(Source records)
↓
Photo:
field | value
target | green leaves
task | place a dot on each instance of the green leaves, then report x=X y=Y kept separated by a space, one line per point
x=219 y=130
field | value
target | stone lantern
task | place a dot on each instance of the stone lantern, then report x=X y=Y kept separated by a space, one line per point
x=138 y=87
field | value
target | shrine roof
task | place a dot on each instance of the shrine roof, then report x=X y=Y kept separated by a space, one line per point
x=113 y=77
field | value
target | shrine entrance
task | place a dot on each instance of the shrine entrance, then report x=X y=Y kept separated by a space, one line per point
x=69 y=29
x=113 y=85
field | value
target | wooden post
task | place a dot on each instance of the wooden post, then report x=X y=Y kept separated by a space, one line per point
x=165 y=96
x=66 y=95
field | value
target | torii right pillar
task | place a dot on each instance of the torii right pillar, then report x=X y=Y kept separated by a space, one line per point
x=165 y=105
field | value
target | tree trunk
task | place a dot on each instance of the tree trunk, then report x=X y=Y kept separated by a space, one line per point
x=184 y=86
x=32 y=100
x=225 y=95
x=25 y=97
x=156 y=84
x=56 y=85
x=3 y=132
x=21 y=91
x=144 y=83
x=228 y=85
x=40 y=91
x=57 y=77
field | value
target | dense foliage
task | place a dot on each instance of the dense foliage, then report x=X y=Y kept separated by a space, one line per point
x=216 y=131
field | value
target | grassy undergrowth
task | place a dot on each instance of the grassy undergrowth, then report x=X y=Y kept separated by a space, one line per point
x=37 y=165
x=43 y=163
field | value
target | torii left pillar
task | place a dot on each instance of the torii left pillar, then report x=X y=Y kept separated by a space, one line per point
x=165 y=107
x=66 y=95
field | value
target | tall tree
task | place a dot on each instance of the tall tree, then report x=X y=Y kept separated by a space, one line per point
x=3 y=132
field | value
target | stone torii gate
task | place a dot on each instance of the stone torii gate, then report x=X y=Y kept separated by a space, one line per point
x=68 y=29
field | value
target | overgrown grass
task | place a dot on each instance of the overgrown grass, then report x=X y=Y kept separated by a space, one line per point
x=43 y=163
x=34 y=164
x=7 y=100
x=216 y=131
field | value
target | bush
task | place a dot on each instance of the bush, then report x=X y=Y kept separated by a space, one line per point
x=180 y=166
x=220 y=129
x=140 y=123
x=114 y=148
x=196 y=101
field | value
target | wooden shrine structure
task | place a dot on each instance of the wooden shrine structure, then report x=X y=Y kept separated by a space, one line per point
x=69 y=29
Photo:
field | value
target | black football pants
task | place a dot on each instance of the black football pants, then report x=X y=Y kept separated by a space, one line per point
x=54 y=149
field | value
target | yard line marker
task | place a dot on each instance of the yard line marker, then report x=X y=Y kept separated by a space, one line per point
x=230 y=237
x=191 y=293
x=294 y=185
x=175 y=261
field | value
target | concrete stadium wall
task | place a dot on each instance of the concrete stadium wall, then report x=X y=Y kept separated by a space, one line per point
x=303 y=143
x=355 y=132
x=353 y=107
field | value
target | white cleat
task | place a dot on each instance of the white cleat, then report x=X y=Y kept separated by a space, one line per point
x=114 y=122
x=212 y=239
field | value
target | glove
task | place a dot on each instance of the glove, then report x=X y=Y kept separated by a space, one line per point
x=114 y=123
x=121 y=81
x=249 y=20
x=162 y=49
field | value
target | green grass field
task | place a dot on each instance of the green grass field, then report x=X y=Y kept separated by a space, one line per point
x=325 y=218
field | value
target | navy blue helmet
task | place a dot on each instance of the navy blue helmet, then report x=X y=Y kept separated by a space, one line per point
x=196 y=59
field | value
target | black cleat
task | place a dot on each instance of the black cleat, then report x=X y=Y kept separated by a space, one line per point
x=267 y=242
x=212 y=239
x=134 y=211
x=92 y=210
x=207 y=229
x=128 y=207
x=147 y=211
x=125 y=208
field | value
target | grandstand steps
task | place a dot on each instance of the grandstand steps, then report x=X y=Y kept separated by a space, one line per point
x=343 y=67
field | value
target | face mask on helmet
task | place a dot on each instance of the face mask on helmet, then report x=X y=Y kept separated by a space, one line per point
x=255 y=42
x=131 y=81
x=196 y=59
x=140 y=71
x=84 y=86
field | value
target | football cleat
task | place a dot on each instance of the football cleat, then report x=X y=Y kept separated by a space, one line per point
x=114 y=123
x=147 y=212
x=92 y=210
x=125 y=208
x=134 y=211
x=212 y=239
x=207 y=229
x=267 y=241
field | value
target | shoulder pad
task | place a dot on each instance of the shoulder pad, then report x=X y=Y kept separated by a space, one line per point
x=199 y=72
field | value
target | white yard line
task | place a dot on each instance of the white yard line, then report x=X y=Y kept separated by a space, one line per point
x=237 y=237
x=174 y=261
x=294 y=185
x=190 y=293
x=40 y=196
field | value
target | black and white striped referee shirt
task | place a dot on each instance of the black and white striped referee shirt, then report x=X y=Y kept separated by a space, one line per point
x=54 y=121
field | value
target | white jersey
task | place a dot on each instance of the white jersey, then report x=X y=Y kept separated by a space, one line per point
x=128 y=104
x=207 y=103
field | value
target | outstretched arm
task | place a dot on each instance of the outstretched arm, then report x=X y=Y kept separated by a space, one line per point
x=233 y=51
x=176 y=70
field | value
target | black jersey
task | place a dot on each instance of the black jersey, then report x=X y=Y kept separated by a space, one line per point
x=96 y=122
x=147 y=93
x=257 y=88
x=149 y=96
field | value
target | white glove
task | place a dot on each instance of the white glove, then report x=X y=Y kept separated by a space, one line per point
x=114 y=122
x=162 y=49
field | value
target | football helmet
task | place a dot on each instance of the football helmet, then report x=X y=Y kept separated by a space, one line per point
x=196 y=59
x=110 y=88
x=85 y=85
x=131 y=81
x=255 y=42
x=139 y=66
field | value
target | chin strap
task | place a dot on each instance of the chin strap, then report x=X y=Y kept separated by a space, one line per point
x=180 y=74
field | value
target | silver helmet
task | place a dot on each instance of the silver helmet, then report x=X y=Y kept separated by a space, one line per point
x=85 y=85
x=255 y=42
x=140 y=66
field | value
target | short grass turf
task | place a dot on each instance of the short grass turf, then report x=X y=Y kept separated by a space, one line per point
↑
# WHAT TO DO
Where a line in the records above contains the word "short", copy that line.

# RESULT FOR THIS TASK
target | short grass turf
task | place a dot on each instance of the short grass turf, then report x=X y=Y kept separated by a space, one line per point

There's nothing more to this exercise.